TEXTE CHOISI:
····················

L’on a pu observer au cours des derniers mois un net revirement dans les prévisions relatives aux taux d’intérêt. Les marchés s’attendent désormais à ce que la Fed réduise ses taux d’intérêt d’ici la fin de 2019, alors qu’ils prévoyaient initialement un statuquo. Ce revirement dans les prévisions trouve son origine dans les préoccupations concernant la croissance mondiale et les tensions commerciales entre les États-Unis et la Chine, explique Keith Wade, chef économiste de Schroders à Investment Officer.
‹La révision à la baisse des prévisions d’inflation a provoqué une baisse des rendements obligataires sur les marchés développés. Parmi les principaux éléments qui y ont contribué, citons les déclarations de Mario Draghi qui a laissé entendre que la BCE envisageait des nouvelles mesures d’assouplissement. Conséquence : des obligations représentant une valeur totale de 12,5 billions de dollars d’obligations affichent actuellement des rendements négatifs.

····················

(Données enregistrées)
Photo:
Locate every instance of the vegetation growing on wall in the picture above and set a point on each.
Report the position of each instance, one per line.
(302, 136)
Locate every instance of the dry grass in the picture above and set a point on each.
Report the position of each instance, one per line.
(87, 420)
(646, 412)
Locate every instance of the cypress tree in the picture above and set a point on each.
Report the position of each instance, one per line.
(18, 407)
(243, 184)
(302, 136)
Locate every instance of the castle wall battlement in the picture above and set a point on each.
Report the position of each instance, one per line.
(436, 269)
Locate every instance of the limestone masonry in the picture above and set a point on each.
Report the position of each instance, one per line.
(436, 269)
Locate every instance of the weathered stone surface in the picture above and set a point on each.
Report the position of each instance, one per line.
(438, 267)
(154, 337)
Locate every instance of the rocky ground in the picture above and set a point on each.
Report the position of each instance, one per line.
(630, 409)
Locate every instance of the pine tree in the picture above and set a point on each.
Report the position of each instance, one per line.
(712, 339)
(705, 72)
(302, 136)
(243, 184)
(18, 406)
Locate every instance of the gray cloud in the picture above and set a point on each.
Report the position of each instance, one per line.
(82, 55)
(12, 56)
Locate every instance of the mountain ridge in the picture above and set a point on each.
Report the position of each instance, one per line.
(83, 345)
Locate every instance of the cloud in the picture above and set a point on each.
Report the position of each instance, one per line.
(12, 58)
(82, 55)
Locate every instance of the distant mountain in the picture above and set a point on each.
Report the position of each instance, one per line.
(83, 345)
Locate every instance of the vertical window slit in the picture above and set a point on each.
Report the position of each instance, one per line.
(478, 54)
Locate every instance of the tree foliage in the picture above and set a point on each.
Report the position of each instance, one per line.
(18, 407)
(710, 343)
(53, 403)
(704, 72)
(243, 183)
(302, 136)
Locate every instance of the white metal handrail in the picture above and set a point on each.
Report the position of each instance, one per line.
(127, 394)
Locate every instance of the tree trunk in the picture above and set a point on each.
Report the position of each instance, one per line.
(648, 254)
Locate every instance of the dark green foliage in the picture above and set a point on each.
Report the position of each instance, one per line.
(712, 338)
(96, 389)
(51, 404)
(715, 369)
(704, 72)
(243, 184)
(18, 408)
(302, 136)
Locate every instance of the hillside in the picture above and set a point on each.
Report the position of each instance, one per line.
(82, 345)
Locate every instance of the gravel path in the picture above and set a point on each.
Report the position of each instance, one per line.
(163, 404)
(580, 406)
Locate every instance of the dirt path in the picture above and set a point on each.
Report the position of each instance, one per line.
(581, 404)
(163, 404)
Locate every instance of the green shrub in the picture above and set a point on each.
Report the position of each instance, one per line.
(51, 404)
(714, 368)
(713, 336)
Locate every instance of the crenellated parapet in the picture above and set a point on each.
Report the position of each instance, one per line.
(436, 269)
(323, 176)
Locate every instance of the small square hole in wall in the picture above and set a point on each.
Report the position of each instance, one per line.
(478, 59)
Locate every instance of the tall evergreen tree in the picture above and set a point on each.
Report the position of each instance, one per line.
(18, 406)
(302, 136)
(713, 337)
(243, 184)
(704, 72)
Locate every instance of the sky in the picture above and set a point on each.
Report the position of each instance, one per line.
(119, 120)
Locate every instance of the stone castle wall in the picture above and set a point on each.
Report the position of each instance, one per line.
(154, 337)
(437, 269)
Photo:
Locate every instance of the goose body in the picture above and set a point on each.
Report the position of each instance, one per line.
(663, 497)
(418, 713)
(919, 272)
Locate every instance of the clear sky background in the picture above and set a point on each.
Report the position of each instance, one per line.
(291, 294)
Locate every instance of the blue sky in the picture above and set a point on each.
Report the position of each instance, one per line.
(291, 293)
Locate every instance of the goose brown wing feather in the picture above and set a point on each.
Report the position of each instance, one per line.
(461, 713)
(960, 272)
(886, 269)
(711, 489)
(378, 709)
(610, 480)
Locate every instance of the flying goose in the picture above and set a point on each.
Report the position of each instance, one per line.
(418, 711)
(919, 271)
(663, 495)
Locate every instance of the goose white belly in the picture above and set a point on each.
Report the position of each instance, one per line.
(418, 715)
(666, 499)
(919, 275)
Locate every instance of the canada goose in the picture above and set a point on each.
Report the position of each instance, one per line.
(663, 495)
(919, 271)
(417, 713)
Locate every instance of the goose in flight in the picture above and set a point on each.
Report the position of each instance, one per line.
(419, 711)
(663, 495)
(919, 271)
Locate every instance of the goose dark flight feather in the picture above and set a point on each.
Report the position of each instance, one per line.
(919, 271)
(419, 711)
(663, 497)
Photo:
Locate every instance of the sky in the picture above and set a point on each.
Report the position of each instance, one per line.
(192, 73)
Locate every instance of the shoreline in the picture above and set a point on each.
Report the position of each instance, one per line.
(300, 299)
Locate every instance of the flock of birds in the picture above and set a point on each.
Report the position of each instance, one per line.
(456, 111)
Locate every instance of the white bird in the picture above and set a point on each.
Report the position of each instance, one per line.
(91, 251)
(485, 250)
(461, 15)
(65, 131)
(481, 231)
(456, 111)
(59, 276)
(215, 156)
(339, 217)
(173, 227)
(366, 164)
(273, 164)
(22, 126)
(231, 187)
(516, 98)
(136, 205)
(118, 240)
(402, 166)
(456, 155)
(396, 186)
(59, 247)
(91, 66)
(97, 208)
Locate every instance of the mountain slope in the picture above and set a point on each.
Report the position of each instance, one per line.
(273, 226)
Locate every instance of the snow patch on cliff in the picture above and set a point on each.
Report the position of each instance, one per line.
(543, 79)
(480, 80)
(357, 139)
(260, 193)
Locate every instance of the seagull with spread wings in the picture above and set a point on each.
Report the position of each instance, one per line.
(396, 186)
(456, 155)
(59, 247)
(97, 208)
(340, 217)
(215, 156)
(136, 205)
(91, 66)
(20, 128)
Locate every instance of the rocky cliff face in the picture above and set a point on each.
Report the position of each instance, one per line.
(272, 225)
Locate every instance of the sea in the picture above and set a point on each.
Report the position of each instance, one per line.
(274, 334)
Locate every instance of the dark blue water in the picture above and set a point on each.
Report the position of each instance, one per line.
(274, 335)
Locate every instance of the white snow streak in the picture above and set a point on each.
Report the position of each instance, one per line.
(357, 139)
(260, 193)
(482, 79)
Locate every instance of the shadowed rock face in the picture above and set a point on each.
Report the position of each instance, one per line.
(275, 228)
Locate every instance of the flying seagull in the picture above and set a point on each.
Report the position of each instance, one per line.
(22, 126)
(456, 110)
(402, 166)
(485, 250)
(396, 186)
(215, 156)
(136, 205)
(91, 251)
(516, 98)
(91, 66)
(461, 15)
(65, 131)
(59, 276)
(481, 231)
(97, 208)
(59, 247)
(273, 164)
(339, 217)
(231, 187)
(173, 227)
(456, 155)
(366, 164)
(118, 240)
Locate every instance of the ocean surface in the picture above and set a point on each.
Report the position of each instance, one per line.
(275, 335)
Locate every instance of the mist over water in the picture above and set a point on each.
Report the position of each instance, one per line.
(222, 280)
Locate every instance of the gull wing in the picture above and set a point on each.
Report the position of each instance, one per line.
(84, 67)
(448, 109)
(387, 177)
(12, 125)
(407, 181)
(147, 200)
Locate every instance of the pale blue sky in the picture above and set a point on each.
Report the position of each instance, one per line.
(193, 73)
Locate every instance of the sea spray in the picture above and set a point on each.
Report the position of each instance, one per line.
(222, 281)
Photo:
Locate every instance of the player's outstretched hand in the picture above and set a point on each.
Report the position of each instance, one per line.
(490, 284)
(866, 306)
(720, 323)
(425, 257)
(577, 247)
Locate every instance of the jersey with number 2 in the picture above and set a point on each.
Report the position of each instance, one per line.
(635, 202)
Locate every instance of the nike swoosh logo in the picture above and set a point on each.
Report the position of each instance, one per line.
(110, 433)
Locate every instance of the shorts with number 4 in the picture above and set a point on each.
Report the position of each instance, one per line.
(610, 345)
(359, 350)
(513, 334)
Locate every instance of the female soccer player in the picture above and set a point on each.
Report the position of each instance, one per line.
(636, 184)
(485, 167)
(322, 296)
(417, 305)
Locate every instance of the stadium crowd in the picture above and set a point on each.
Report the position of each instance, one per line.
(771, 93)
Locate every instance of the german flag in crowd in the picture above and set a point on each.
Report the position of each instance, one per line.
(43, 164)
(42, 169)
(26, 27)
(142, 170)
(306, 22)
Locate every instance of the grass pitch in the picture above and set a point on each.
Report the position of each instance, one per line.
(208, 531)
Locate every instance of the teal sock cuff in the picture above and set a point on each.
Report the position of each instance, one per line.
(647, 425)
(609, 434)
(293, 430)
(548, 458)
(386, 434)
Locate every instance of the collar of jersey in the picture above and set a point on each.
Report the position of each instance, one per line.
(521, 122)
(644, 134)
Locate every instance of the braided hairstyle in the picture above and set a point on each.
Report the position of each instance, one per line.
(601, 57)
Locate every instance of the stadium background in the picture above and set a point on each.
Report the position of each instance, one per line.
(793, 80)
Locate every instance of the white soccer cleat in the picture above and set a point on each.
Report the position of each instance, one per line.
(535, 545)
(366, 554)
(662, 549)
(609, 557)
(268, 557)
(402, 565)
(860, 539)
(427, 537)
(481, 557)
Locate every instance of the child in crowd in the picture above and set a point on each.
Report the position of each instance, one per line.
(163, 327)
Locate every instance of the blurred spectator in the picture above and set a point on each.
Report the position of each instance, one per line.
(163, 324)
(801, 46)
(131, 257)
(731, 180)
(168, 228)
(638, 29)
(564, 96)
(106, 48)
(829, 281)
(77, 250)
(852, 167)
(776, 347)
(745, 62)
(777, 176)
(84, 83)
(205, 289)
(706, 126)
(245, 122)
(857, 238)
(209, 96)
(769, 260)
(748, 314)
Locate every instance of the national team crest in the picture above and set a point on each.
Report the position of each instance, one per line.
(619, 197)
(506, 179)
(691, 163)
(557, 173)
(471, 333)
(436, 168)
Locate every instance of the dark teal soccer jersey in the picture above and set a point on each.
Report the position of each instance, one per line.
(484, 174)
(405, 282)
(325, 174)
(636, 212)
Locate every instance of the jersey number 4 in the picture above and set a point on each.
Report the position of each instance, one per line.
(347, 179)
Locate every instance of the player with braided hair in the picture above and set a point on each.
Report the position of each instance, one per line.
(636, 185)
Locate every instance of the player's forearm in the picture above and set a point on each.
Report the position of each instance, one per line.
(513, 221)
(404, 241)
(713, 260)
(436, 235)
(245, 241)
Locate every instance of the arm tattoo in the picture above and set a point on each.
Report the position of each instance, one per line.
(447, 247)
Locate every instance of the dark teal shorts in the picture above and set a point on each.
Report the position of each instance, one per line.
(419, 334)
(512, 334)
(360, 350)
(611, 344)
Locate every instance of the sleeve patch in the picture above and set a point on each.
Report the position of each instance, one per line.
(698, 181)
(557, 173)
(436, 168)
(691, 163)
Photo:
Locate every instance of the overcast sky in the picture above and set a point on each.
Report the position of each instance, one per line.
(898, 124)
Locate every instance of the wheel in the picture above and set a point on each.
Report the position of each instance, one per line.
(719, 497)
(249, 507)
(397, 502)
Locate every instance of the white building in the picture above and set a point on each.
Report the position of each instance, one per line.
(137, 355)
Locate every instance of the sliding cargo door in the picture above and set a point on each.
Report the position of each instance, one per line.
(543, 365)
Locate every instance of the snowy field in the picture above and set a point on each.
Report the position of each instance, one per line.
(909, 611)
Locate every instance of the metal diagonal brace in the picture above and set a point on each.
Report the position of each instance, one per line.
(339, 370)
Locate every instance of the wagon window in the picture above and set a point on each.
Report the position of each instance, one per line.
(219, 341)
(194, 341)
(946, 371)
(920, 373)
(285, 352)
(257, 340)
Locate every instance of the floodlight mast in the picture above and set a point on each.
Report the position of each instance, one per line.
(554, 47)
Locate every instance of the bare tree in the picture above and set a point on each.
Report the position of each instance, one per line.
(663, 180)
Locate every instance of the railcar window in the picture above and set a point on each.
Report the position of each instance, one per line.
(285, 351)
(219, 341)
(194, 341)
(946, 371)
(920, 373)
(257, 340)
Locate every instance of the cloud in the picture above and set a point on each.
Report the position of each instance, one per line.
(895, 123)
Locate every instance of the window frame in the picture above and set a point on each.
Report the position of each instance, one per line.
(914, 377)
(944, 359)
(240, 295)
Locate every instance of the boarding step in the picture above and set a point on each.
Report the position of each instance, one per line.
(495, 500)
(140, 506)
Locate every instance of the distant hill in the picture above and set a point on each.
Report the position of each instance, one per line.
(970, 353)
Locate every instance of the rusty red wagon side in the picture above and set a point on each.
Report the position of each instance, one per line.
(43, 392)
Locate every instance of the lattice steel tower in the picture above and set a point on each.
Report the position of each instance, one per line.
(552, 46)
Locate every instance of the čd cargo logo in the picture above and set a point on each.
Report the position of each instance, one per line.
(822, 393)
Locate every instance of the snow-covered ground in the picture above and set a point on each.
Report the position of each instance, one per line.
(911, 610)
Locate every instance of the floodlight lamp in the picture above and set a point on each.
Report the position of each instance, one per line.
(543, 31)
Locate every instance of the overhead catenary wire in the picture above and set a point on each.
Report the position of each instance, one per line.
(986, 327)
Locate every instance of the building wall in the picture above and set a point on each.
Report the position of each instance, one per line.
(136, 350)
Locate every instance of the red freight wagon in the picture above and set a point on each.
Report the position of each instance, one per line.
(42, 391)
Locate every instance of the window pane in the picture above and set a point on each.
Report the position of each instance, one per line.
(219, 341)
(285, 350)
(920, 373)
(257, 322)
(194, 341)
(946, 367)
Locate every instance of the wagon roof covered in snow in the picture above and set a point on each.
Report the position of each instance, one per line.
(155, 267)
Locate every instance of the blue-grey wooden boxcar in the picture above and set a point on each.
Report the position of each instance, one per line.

····················

CONSIGNES:
A. Recopiez le passage de l’article sur les taux d’intérêt qui va de « L’on a pu observer » jusqu’à « à Investment Officer. » inclus.
B. Dans l’article sur les taux d’intérêt, quelle fonction Keith Wade occupe-t-il ?

CORRIGÉS:
A.
L’on a pu observer au cours des derniers mois un net revirement dans les prévisions relatives aux taux d’intérêt. Les marchés s’attendent désormais à ce que la Fed réduise ses taux d’intérêt d’ici la fin de 2019, alors qu’ils prévoyaient initialement un statuquo. Ce revirement dans les prévisions trouve son origine dans les préoccupations concernant la croissance mondiale et les tensions commerciales entre les États-Unis et la Chine, explique Keith Wade, chef économiste de Schroders à Investment Officer.

B. Il est chef économiste de Schroders.